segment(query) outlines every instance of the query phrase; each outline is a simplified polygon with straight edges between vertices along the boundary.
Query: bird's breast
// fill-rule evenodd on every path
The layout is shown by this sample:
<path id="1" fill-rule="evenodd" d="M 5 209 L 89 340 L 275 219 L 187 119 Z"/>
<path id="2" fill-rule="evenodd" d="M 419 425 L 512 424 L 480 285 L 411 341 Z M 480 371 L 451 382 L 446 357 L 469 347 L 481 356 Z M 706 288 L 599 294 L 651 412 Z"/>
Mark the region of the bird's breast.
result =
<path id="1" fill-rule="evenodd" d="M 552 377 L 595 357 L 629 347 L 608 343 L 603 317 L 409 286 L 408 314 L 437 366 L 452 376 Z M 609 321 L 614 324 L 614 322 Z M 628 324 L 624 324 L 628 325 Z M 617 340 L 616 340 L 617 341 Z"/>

---

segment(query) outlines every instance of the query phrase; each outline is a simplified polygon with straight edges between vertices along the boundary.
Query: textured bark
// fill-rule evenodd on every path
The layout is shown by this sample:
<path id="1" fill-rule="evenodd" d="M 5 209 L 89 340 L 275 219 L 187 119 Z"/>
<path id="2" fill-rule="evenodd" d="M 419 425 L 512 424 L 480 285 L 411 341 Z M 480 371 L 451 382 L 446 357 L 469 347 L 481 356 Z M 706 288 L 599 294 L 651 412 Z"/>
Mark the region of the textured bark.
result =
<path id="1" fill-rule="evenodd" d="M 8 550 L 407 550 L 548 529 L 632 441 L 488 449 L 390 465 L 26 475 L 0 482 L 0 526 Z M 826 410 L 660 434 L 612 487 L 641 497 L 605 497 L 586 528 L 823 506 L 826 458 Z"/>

**Exercise objective**. Which lines in the listing contain the string "region"? List every one of them in full, counting a line only when the case matches.

**Complete output**.
Mark the region of the bird's breast.
Mark the region of the textured bark.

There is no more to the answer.